* [WORK TO BE COMPLETED] Transcribe exactly the portion of the listing below that runs from the line containing "Query: golden brown crust" through its last line.

*** Opening of GIVEN RECORDS ***

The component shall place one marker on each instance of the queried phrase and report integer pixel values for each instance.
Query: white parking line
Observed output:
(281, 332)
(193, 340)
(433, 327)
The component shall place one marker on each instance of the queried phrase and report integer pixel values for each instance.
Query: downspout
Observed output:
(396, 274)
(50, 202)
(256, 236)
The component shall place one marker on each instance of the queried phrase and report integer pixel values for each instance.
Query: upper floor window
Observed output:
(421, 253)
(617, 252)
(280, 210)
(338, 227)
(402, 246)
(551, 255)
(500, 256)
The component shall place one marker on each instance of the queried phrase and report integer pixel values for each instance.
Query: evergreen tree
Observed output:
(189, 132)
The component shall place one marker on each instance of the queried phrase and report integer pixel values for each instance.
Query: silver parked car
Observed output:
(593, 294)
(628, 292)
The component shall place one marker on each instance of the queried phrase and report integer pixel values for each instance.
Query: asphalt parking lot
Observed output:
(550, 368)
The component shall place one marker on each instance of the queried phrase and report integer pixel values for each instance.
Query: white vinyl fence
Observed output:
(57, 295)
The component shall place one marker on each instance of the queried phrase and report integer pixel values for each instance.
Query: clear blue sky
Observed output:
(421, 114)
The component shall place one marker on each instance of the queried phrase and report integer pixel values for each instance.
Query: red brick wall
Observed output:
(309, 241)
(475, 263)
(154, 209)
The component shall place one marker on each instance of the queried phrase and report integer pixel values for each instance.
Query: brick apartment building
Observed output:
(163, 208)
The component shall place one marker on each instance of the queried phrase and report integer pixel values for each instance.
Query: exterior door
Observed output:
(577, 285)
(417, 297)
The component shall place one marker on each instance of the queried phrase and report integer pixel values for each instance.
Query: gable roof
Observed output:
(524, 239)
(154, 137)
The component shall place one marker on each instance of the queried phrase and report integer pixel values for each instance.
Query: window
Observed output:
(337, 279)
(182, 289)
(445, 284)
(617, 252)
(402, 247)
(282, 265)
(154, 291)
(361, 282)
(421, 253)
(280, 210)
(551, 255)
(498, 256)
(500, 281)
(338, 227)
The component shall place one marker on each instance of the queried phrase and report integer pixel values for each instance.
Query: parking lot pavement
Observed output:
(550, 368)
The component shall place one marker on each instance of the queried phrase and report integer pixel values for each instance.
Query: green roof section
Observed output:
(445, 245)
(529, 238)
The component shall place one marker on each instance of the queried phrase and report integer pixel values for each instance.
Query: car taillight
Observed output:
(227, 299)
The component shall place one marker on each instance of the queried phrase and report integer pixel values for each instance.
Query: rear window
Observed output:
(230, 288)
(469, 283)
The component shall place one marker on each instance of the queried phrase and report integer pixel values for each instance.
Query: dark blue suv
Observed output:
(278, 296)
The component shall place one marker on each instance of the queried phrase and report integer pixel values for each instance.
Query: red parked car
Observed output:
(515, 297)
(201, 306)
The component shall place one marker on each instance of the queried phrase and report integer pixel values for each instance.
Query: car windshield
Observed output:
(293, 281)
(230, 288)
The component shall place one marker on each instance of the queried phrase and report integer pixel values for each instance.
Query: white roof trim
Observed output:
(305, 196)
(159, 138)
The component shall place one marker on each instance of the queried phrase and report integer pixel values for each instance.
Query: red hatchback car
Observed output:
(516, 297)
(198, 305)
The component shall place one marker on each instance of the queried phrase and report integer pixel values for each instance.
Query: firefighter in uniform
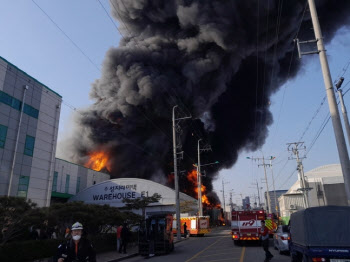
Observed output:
(77, 249)
(264, 232)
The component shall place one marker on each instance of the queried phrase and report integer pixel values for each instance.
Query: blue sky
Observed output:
(31, 41)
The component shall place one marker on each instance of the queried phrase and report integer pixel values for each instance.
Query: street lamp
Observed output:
(343, 108)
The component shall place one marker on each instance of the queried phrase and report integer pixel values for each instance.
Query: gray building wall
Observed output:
(87, 177)
(334, 194)
(40, 119)
(273, 200)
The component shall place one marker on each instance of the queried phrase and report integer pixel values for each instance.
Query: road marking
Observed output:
(242, 255)
(219, 254)
(225, 259)
(196, 255)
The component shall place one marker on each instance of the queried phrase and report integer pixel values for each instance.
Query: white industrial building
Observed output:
(326, 187)
(29, 119)
(112, 192)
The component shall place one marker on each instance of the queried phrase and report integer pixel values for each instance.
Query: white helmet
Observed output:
(77, 226)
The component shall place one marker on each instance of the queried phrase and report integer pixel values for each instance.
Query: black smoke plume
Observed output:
(218, 60)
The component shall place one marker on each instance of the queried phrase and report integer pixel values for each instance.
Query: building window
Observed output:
(78, 185)
(67, 184)
(23, 186)
(54, 182)
(30, 111)
(29, 146)
(17, 104)
(3, 134)
(5, 98)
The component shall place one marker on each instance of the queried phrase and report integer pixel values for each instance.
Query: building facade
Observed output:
(274, 195)
(114, 191)
(69, 179)
(325, 187)
(29, 117)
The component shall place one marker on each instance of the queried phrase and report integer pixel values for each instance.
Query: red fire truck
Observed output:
(245, 225)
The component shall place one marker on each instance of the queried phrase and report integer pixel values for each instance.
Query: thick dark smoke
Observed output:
(217, 60)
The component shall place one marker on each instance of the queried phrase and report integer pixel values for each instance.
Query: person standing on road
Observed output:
(77, 248)
(185, 230)
(119, 240)
(264, 232)
(125, 238)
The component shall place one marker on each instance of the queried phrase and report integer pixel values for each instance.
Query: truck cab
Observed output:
(245, 225)
(320, 234)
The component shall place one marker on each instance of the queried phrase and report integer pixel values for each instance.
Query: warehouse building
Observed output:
(114, 191)
(29, 119)
(325, 187)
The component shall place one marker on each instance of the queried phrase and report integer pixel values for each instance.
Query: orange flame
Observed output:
(98, 160)
(192, 177)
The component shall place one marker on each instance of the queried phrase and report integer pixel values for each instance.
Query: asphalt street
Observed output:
(216, 246)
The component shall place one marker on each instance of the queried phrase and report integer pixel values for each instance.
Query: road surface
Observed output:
(215, 247)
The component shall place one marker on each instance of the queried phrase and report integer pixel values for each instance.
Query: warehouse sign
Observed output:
(114, 191)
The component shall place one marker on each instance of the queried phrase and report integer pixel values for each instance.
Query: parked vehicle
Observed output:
(281, 238)
(196, 225)
(245, 225)
(320, 234)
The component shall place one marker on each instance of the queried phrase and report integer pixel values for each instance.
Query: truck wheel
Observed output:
(295, 257)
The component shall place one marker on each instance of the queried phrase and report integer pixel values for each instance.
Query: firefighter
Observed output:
(264, 232)
(77, 249)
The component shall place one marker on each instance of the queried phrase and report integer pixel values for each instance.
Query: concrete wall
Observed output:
(87, 176)
(43, 127)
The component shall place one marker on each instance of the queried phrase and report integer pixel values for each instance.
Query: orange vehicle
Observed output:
(245, 225)
(196, 225)
(270, 224)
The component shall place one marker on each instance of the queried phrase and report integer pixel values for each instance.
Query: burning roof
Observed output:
(218, 60)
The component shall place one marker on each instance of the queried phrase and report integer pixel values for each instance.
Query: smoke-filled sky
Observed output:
(218, 60)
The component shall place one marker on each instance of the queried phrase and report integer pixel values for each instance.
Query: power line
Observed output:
(70, 39)
(288, 74)
(110, 18)
(324, 124)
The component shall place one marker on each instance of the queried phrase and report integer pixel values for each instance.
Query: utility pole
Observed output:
(273, 185)
(333, 109)
(199, 181)
(257, 187)
(267, 184)
(343, 108)
(177, 195)
(294, 147)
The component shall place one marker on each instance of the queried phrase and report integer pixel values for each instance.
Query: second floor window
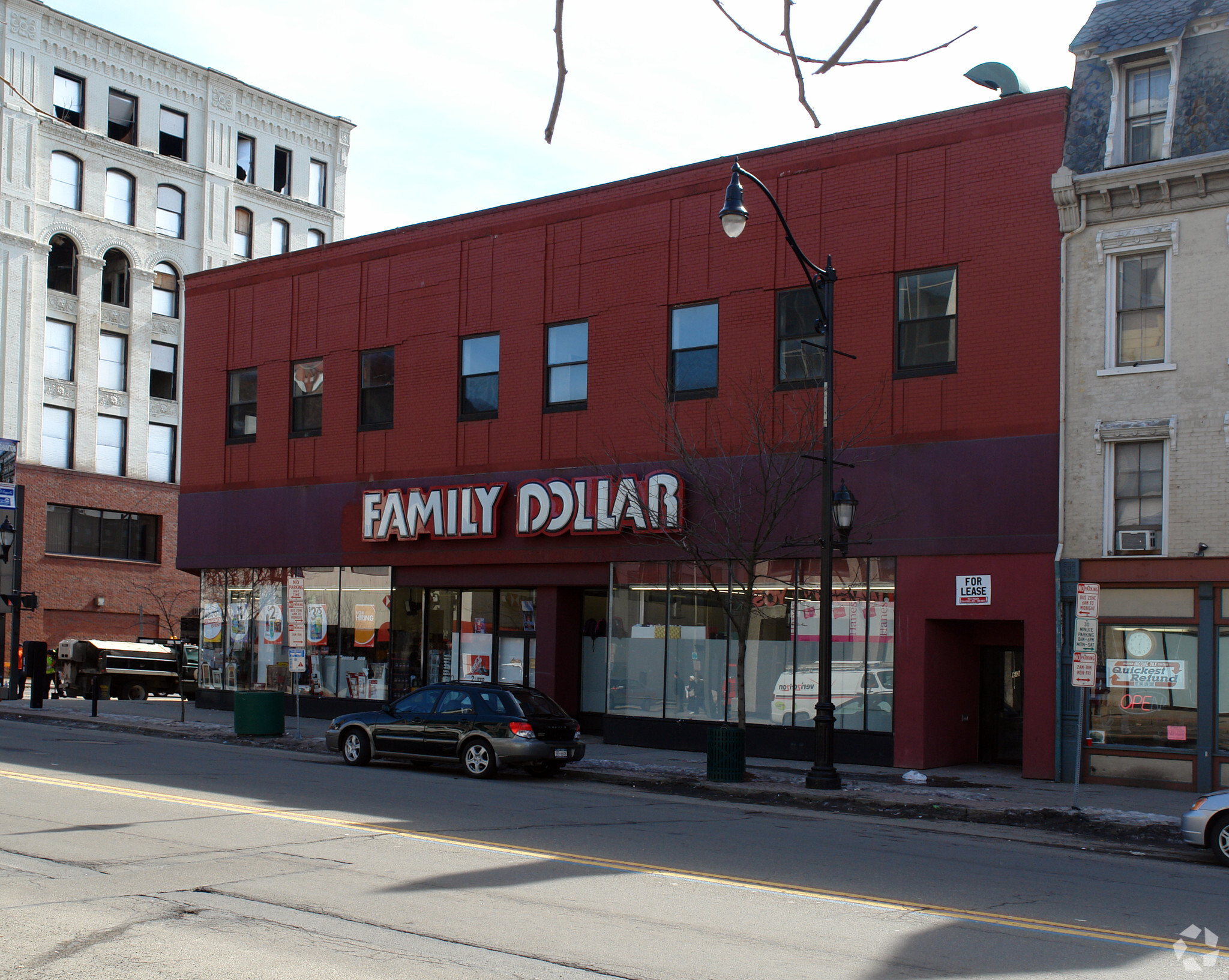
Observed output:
(245, 160)
(65, 184)
(1147, 109)
(694, 349)
(280, 171)
(169, 219)
(242, 233)
(115, 278)
(799, 356)
(68, 97)
(317, 184)
(241, 405)
(119, 197)
(567, 359)
(479, 375)
(163, 368)
(113, 362)
(926, 321)
(122, 117)
(172, 137)
(375, 380)
(1141, 311)
(58, 349)
(306, 397)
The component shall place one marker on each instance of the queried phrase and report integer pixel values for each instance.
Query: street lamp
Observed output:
(836, 511)
(8, 535)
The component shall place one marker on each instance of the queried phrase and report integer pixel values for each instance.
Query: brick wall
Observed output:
(967, 187)
(68, 587)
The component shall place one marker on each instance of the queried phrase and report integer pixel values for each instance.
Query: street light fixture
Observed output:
(836, 511)
(8, 535)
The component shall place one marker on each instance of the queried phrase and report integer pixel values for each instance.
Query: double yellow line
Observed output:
(850, 898)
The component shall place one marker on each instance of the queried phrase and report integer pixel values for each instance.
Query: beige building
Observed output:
(1143, 202)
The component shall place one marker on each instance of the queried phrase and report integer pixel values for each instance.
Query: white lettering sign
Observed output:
(649, 505)
(1165, 674)
(972, 591)
(1088, 599)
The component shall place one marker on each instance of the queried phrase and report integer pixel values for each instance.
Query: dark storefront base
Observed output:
(765, 742)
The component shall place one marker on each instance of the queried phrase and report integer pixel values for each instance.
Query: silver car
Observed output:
(1207, 824)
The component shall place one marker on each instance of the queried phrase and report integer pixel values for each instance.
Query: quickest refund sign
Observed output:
(972, 591)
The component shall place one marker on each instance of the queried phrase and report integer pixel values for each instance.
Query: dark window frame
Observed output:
(700, 392)
(163, 134)
(900, 373)
(363, 389)
(136, 519)
(233, 405)
(70, 77)
(131, 138)
(299, 401)
(463, 416)
(579, 405)
(781, 384)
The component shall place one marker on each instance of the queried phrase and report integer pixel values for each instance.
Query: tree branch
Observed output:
(563, 69)
(798, 69)
(853, 36)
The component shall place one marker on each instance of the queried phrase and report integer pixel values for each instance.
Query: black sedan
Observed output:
(481, 724)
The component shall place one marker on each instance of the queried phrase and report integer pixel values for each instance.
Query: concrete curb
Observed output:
(762, 791)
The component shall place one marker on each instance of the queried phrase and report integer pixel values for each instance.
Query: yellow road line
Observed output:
(851, 898)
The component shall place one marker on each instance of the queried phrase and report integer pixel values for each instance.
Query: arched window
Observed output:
(65, 187)
(121, 188)
(62, 265)
(115, 278)
(242, 233)
(166, 290)
(170, 212)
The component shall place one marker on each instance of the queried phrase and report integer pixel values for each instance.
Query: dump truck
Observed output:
(130, 672)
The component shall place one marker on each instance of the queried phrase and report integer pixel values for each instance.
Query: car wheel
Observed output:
(478, 760)
(1218, 839)
(355, 748)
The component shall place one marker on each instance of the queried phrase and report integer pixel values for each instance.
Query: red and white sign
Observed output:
(972, 591)
(1088, 600)
(1084, 670)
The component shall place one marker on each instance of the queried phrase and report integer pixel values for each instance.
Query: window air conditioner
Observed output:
(1137, 541)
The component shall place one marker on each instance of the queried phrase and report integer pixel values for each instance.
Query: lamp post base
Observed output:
(823, 777)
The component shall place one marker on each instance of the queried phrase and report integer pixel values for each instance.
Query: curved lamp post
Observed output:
(836, 510)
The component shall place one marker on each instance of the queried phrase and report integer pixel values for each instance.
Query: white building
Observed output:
(122, 170)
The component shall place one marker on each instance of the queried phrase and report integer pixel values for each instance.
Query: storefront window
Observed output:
(637, 639)
(1147, 691)
(696, 643)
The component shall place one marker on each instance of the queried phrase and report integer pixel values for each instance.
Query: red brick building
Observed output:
(530, 343)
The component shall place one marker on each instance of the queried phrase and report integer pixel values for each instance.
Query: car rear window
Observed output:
(535, 702)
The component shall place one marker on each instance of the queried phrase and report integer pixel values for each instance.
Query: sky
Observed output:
(451, 98)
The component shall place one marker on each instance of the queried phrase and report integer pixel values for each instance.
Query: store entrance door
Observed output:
(1001, 732)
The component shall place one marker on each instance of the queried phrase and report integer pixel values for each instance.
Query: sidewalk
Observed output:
(987, 795)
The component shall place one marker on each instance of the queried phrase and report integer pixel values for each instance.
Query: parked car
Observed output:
(482, 724)
(1207, 824)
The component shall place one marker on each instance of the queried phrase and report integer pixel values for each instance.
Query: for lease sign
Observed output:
(972, 591)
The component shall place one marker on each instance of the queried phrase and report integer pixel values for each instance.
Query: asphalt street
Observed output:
(123, 856)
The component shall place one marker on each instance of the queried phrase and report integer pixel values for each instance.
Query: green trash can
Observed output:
(727, 754)
(260, 714)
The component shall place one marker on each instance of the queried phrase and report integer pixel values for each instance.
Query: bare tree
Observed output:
(825, 64)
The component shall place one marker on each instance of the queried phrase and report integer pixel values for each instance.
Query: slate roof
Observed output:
(1116, 25)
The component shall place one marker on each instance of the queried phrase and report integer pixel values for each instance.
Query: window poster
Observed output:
(317, 625)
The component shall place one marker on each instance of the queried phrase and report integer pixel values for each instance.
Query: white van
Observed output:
(798, 693)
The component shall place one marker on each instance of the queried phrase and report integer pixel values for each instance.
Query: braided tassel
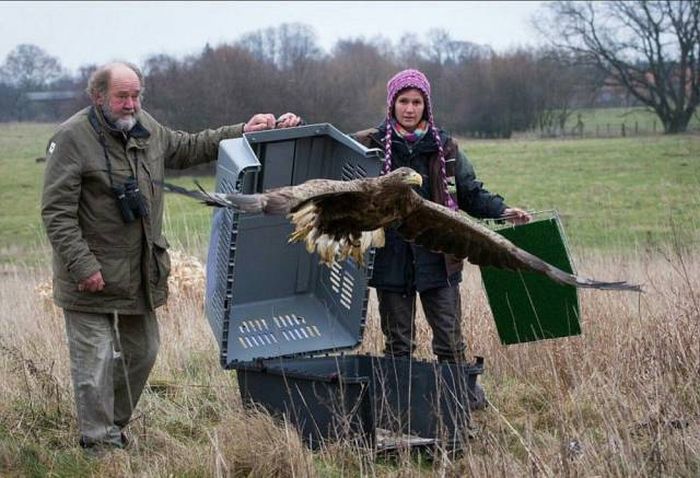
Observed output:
(387, 147)
(449, 202)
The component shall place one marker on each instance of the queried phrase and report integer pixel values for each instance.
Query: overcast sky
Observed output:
(80, 33)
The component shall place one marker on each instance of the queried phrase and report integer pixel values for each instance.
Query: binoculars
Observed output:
(130, 201)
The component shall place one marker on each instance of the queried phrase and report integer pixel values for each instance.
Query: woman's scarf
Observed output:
(410, 136)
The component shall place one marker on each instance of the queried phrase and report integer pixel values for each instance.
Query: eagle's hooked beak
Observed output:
(414, 179)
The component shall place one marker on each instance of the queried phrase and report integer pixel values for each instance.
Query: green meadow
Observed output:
(612, 194)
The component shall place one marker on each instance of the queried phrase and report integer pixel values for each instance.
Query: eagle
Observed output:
(341, 219)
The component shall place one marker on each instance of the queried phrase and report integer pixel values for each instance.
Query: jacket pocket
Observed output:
(116, 272)
(160, 270)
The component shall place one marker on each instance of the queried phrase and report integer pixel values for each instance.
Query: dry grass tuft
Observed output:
(623, 399)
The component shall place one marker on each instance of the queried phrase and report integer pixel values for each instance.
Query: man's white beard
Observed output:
(123, 124)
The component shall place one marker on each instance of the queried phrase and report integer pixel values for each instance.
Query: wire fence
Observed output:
(619, 129)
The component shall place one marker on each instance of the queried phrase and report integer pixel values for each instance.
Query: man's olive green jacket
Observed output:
(82, 218)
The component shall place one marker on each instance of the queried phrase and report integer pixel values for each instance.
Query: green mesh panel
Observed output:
(528, 306)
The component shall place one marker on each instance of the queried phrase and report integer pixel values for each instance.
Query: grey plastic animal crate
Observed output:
(268, 298)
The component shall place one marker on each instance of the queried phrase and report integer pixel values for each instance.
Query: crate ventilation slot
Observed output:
(353, 171)
(290, 327)
(342, 283)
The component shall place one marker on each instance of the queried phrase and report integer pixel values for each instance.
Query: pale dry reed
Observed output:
(622, 399)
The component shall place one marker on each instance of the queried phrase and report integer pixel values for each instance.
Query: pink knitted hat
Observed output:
(403, 80)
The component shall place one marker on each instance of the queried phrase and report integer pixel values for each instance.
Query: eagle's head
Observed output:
(406, 176)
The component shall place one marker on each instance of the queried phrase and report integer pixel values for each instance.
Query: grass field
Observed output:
(612, 194)
(623, 399)
(608, 122)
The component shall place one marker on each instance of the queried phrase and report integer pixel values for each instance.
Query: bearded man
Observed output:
(103, 217)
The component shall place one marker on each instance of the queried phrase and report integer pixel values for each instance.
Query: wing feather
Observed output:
(440, 229)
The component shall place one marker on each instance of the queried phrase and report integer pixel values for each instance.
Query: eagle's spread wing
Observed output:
(440, 229)
(341, 219)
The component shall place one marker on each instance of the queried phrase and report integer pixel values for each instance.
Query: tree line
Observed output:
(476, 91)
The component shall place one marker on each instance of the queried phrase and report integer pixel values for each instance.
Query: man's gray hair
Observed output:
(98, 83)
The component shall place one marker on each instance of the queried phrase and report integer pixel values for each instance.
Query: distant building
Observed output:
(52, 95)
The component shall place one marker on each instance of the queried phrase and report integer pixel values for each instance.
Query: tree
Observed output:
(30, 67)
(26, 68)
(651, 48)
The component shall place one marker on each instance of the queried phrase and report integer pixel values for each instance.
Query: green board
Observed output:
(528, 306)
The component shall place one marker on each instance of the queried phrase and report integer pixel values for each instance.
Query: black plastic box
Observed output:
(349, 397)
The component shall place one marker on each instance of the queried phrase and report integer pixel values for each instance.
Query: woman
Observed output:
(409, 137)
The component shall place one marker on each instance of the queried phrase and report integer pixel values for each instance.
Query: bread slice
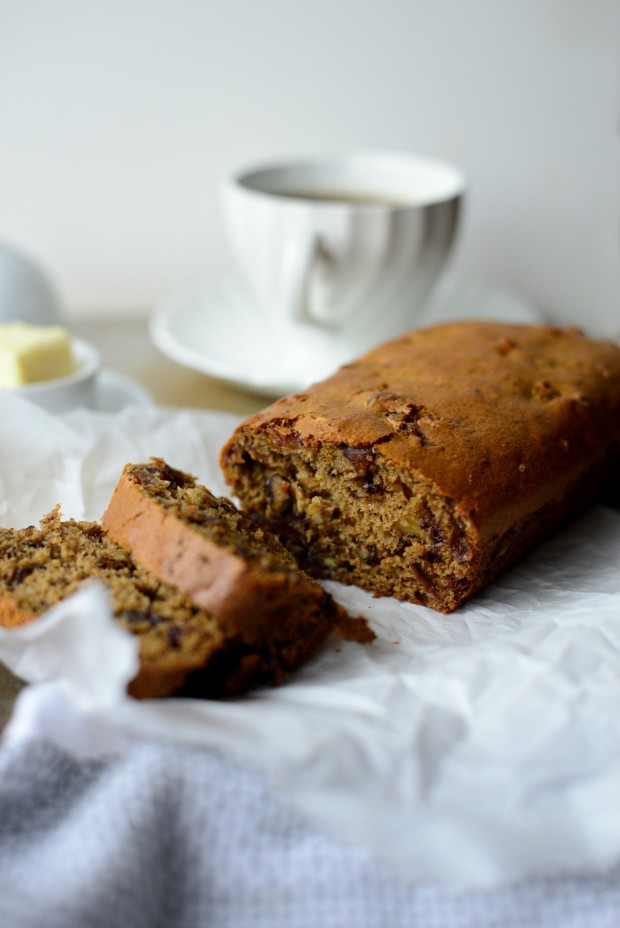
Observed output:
(177, 529)
(183, 648)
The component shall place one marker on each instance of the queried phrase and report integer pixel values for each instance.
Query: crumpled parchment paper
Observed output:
(468, 749)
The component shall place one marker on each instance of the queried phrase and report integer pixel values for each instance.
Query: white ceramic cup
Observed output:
(349, 246)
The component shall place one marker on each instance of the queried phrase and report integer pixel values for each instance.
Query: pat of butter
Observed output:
(31, 353)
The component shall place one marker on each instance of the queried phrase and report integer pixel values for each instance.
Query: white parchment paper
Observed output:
(468, 749)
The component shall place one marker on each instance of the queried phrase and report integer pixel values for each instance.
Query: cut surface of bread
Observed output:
(182, 647)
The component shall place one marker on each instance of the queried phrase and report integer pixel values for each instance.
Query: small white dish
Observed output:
(90, 387)
(64, 393)
(222, 332)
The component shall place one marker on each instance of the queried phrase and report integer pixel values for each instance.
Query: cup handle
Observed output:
(305, 282)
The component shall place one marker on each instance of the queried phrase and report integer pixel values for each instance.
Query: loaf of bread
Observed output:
(433, 463)
(182, 648)
(201, 544)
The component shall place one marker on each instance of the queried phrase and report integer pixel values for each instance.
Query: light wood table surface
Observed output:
(126, 347)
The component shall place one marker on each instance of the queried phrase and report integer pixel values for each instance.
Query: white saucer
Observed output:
(221, 331)
(115, 391)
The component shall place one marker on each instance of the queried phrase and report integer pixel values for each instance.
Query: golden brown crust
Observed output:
(493, 426)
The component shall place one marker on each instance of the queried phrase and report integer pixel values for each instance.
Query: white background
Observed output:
(119, 118)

*** Close of GIVEN RECORDS ***

* [RESPONSE]
Query: golden brown crust
Observed output:
(493, 426)
The component shall place one marker on each instance of the queried phrase and report integer pixel values for each instance.
Query: white background
Observed output:
(119, 118)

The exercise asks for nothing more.